Entries shown:

* start *

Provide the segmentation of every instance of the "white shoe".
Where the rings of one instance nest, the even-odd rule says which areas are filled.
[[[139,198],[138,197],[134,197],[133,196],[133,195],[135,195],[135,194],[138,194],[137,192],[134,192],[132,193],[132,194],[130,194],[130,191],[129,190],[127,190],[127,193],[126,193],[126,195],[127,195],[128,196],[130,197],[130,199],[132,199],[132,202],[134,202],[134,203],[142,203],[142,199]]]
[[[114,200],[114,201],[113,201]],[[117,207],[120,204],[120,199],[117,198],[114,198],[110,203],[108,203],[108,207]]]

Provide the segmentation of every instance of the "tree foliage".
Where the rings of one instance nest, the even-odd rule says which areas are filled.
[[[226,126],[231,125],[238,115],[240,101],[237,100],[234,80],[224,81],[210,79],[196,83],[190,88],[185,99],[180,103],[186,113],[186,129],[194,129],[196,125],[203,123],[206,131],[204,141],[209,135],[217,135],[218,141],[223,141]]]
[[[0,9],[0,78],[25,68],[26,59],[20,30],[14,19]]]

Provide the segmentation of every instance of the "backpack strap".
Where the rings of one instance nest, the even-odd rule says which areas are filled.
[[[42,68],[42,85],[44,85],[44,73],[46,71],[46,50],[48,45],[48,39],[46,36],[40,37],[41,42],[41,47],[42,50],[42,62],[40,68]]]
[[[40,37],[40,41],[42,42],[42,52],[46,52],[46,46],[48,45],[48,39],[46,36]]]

* end *
* start *

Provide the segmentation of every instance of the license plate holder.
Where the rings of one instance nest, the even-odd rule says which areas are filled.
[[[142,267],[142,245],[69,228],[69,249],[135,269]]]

* end *
* start *

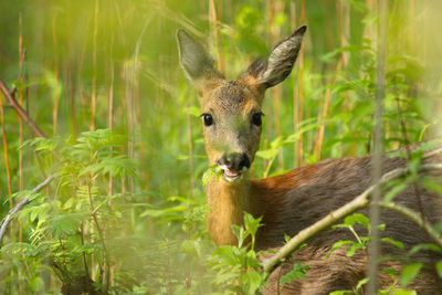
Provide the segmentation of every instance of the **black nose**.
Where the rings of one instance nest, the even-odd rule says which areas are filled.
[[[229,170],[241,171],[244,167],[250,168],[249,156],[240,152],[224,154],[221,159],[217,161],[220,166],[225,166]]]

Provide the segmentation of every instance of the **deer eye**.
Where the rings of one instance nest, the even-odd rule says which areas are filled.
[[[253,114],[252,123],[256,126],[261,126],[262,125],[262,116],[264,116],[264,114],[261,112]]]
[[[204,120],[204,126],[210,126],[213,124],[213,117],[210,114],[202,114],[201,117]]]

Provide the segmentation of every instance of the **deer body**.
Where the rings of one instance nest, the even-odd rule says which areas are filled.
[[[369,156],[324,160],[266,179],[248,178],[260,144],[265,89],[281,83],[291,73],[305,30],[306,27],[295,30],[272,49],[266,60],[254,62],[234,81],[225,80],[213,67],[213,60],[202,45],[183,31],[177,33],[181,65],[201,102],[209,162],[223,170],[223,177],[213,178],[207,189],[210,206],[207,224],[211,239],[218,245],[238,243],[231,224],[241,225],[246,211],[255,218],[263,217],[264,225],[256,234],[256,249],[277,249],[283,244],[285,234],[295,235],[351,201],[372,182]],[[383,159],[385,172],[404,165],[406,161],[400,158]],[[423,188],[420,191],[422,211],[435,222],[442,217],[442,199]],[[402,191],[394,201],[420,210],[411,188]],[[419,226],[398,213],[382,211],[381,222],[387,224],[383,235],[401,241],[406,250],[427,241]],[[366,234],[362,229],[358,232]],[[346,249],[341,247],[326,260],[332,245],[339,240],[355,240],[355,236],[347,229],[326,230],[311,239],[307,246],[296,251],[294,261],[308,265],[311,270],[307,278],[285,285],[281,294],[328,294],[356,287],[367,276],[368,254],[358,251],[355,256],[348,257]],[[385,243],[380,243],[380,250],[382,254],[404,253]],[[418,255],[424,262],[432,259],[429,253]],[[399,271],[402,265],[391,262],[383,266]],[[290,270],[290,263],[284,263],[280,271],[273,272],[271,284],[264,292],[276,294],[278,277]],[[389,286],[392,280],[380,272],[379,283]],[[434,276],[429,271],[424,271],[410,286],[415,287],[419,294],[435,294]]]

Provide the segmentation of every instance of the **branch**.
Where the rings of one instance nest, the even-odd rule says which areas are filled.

* end *

Task directions: Give only the number of lines in the material above that contain the string "deer".

Solution to this task: 2